# SUPPLIED TEXT:
· · · ·

The state and city have continued to push back on this narrative by claiming their budgetary contributions are “iron clad,” but it’s hard to take Cuomo or Mayor Bill de Blasio as their words. They have hardly been transit boosters before, and the budgetary shenanigans are just another way to stick it to New York City’s transit riders without tackling the larger issues of mobility and capital funding. It’s the same old song and dance, and 15 months after the capital program was due to start, we are still no closer to a real solution.
22 comments
Obligatory “Generation Greed” comment… Now that’s out of the way, anyone have anything novel to say about this?
So I expect you think it’s fine that the future is drained away from younger people, with this just one small aspect of a larger picture?
As best as I can tell, the only person calling attention to that larger picture is me.
Lease your assets and buy real estate around the properties to fund the capital program. Cuamo is incompetent. I don’t know how you voted for him
Not necessarily fair. Who else was there? I doubt Carl Paladino would have been too helpful on transit
Objectively speaking, I don’t know how anyone could have watched the one debate in 2010 (and virtually no one did watch and the media obsessed over Jimmy McMillan and the Rent Being Too Damn High) and not conclude that either Howie Hawkins of the Green Party or the libertarian party guy won it. The public was warned, they just didn’t listen to Cuomo’s own words in many cases.
“Go ahead, throw your vote away!” – Kang
“Don’t blame me, I voted for Kodos” – Homer
Well, I voted for Zephyr in the primary, and Howie in the general. Cuomo had already disgusted me way too much during his first term to waste my vote on him again.
Cuomo would fund this in 5 minutes if one of his election donors would make a profit on it … quid pro Cuomo.
The builders keep building and building, taller buildings in places, more dense than what was before in others. These people need to get around. Once they (quickly) learn that they cannot fit on the trains, they will drive. Once they drive, there will be more congestion. Once there is more congestion, no one can get around. Once no one can get around, the economy will fall down, and people will leave. The overcrowding problem will be solved, and there will be a diminished city left.
“Increasing the MTA’s debt ceiling to $55 billion.”
How about we agree on this. Nobody born after 1957 has any obligation to pay any of those debts back. We’ve been robbed by those who came before, and it is they who are holding that tax-free paper. Let’s talk about defaulting.

· · · ·

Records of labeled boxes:
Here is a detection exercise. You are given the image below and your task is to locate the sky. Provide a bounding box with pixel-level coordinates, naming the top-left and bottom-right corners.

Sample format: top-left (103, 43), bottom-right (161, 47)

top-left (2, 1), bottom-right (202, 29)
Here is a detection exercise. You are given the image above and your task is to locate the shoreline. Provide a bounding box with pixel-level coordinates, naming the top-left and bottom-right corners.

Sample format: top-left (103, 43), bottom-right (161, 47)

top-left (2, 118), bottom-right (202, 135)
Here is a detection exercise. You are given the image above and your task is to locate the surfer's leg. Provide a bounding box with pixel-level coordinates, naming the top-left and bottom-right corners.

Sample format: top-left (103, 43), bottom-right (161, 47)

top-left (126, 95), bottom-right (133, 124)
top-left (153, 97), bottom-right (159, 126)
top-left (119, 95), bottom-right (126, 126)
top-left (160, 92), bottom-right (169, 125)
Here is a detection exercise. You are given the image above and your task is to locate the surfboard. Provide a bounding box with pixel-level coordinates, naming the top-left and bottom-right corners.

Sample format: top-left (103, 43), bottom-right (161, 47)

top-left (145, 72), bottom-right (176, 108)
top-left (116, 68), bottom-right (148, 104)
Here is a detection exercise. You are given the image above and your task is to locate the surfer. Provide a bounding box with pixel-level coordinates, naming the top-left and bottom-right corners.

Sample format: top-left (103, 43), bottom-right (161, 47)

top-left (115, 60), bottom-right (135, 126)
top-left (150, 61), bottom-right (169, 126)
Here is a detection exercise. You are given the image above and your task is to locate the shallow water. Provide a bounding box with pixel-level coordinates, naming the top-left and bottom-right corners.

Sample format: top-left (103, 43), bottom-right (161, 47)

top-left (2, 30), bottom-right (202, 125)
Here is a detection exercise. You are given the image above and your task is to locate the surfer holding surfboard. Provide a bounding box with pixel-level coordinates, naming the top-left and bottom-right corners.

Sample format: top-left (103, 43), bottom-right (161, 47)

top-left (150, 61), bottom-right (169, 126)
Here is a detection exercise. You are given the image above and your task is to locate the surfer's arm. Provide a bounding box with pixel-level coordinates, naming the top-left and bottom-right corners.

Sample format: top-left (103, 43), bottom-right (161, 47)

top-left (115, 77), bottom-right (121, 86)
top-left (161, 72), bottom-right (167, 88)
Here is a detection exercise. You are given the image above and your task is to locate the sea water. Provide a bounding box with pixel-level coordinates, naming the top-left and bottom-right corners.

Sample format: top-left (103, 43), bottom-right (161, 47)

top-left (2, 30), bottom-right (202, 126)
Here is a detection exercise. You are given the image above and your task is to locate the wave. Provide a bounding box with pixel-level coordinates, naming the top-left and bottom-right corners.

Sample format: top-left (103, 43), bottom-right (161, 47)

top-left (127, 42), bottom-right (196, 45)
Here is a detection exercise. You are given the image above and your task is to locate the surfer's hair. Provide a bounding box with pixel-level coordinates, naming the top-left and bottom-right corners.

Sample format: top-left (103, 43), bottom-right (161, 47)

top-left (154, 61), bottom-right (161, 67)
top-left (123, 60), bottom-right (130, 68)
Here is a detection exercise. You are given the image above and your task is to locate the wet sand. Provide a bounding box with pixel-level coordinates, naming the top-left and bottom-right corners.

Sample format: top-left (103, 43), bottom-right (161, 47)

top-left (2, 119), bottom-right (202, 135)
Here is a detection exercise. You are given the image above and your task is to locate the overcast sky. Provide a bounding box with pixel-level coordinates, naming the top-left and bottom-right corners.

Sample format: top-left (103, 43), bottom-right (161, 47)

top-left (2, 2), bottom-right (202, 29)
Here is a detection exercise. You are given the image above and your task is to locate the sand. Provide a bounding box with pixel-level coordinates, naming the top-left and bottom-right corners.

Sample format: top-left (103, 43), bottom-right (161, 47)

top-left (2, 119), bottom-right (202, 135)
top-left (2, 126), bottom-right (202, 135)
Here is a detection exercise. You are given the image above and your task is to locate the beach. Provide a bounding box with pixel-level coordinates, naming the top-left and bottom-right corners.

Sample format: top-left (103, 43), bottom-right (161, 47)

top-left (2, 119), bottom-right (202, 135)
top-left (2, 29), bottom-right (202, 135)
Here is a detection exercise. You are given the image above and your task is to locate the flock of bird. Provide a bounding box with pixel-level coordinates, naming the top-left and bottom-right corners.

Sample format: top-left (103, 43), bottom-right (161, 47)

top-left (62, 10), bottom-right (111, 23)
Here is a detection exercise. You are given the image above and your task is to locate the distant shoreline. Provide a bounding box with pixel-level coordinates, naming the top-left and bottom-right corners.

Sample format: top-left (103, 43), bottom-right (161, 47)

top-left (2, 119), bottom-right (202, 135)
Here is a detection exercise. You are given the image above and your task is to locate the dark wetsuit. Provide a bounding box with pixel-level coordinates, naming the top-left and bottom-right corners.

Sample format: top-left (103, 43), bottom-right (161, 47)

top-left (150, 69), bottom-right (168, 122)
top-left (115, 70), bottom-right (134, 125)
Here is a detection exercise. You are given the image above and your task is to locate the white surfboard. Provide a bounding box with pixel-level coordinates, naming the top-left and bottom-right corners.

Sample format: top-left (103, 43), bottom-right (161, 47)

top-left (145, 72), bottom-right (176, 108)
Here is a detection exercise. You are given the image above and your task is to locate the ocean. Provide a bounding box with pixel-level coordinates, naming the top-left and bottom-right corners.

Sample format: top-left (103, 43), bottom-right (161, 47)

· · · ·

# WORK TO BE COMPLETED:
Write what comes next in the transit funding discussion, starting after its last comment. The records have no connection to the text on transit funding.

# TASK RESULT:
I don’t understand this logic. People born after 1957 have no responsibility for present day conditions? Is that it? People up to 58 years of age didn’t make decisions – like whom to vote for, or even whether to vote at all – and so are absolved of any responsibility? This doesn’t make sense.
That’s what Generation Greed would argue. The generation to follow, Generation Apathy, got what it deserved, along with those following after that.
“At some point,” Brennan said, “it would be nice to see a proposal from this person who’s the elected leader of the state.”
Or anyone else. The only sustainable proposal I’ve seen was from me, and it involved a lot of pain for every interest. We can bite the bullet while it remains an alternative to biting the bust, or start a petition to default on all the debts.
If only we could have a recall election. Has Coumo kept even one of his campaign promises?
If you are so sure you are right, then why not run for office?
After you. I already did my part, in 2004.
http://r8ny.com/2008/02/28/are.....ful-sense/
The time to get rolling with that is now. They rig everything to keep challengers off the ballot.
http://www.elections.ny.gov/NY.....ALrev2.pdf
You need 500 signatures for assembly and 1000 for state senate in the primary, and figure they find a way to get rid of 2/3 of them. Run as an independent? 1500 for assembly, 3000 for state senate.
** BECOMING A CANDIDATE***
DESIGNATING PETITIONS FOR STATE/LOCAL PRIMARY
June 7
First day for signing designating petitions for state/local offices. §6-134(4)
July 11- July 14
Dates for filing designating petitions for state/local offices. §6-158(1)
July 18
Last day to authorize designations for state/local offices. §6-120(3)
July 18
Last day to accept or decline designations for state/local offices. §6-158(2)
July 22
Last day to fill a vacancy after a declination for state/local office.§6-158(3)
July 26
Last day to file authorization of substitution after declination of a state/local designation. §6-120(3)
INDEPENDENT PETITIONS FOR STATE/LOCAL OFFICES
July 12
First day for signing nominating petitions for state/local offices. §6-138(4)
Aug 16 –
Aug. 23
Dates for filing independent nominating petitions for state/local office. §6-158(9)
Aug. 26
Last day to accept or decline nomination for state/local office. §6-158(11)
Aug. 29
Last day to fill a vacancy after a declination in state/local office.
§6-158(12)
Sept. 16
Last day to decline after acceptance if nominee loses party primary. §6-158(11)
“Said the chair of the Committee on Corporations, Authorities and Commissions.” What’s the word for being reminiscent of Robert Caro? Is it Carovian? That’s a delightfully Carovian construction there.
Did Cuomo fund $20 billion for upstate roads, and not bother to fund the MTA capital plan?
What has happened to the Transportation Trust Fund for roads and bridges is exactly what happened to the MTA. Cost soared, money was diverted, money was borrowed to make up for the diversions. Now paying for past debts sucks up all the dedicated revenues, leaving no money for ongoing reinvestment.
I was upstate. On the radio, all you hear is demands for “parity” with as much money spent on state DOT as on the MTA. Evidently the promise is for $5 billion less for DOT than for the MTA. But there is no real money behind any promise.
Cuomo deserves heat of this, but Brennan and Golden deserve it more. They were voting to sell out the future for decades before Cuomo even got there. Now Cuomo just wants to keep pulling the same crap they did starting in 1995.
Andrew Cuomo has the misfortune to be a corrupt, incompetent, business-as-usual machine hack…. in a period when business as usual is not tolerable any longer.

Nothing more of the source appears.